== Texte étudié ==

>>>>>

Fonction publique : trois questions sur les propos du ministre Stanislas Guerini qui veut "lever le tabou du licenciement"
"Je veux qu'on lève le tabou du licenciement dans la fonction publique." C'est la petite phrase choc du ministre Stanislas Guerini dans Le Parisien. Elle ne figure pas dans les documents remis mardi 9 avril aux syndicats à l'ouverture d'une concertation sur son futur "projet de loi pour l'efficacité de la fonction publique" attendu à la rentrée. Ce projet de réforme vise notamment à accentuer la rémunération au mérite des fonctionnaires et faciliter les mutations d'une branche à l'autre de la fonction publique.
1 Qu'est-ce que cette phrase signifie concrètement ?
Stanislas Guerini fait référence aux licenciements pour insuffisance professionnelle. Ce ne sont pas des licenciements pour faute comme il peut y avoir dans le secteur privé, assurent les syndicats, mais cela ressemble plutôt à une procédure de licenciement pour inaptitude à la suite d'une maladie ou un accident. Il y en a eu seulement 13 en 2023 selon les calculs du ministre, sur 2,5 millions d'agents de la fonction publique d'État.
Un chiffre dont il devrait "se réjouir", grince un responsable syndical, car cela prouve que l'accompagnement individuel et la formation, le cas échéant, permettent de reclasser des agents. Le même syndicaliste estime que le seul objectif de Stanislas Guerini est en réalité de réduire la masse salariale pour coller aux 20 milliards d'euros d'économies budgétaires déjà anticipés dans le prochain projet de loi de finances.
2 Comment est perçue cette phrase par les syndicats ?
Cette petite phrase est donc sans surprise très mal reçue. "Il est dingue de dire ça", résume un autre syndicaliste. D'autant que le ministre omet en revanche de parler du dispositif de rupture conventionnelle, testé depuis 2020 à l'image du privé et dont 5 300 agents de la fonction publique d'État ont bénéficié rien qu'entre 2020 et 2022. Un nombre jugé relativement important.
3 Quels sont les autres sujets soulevés par Stanislas Guerini ?
Le ministre a évoqué le temps de travail et l'absentéisme. Il affirme en effet que 200 000 fonctionnaires travaillent moins de 1 607 heures par an, le temps de travail correspondant à 35 heures par semaine, et que l'absentéisme dépasse 14 jours en moyenne. Ce qui engendre, selon le ministre, un coût annuel de huit milliards d'euros pour l'État. Des propos "démagogiques, symptomatiques d'un profond mépris" pour la fonction publique, s'étrangle la CGT. La concertation sur le projet de loi semble donc bien mal engagée.

<<<<<

== Données fournies ==
>>>>>

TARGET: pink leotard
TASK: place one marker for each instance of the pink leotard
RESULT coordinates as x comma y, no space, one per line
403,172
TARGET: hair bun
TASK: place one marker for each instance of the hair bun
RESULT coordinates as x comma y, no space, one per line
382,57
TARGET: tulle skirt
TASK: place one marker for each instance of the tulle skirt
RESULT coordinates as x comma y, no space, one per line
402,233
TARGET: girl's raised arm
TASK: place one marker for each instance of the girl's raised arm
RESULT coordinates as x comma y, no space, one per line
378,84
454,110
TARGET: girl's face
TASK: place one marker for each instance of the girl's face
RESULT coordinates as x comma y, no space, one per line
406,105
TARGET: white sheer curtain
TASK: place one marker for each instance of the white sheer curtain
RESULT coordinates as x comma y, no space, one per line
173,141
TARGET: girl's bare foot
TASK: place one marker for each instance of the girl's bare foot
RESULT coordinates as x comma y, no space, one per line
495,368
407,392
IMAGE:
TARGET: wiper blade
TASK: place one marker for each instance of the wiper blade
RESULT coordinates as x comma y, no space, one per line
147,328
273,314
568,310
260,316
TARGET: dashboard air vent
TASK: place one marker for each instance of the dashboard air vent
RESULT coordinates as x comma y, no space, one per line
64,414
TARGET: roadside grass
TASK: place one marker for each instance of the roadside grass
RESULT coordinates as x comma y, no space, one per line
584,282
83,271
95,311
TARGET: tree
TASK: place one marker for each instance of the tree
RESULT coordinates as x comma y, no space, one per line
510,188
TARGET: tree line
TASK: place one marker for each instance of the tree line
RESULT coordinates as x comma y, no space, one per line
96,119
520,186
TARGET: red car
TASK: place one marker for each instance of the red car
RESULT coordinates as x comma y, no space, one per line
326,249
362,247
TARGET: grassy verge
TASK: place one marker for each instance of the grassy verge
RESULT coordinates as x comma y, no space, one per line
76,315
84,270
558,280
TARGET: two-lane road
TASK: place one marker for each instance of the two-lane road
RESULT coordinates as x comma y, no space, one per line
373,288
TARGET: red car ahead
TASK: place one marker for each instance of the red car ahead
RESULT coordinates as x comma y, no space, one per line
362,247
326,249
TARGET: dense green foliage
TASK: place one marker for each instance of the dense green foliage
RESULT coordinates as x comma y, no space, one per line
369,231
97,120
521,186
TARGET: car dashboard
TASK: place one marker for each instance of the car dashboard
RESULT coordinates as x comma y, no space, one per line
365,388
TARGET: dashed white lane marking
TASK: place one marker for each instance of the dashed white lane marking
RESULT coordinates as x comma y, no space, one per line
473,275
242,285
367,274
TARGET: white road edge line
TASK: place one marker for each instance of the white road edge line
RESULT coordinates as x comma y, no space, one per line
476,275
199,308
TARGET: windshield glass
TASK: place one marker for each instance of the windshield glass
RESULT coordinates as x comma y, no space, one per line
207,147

<<<<<

Traduisez en anglais cette phrase du texte étudié : « Ce projet de réforme vise notamment à accentuer la rémunération au mérite des fonctionnaires et faciliter les mutations d'une branche à l'autre de la fonction publique. »

This reform project aims in particular to strengthen merit-based pay for civil servants and to facilitate transfers from one branch of the civil service to another.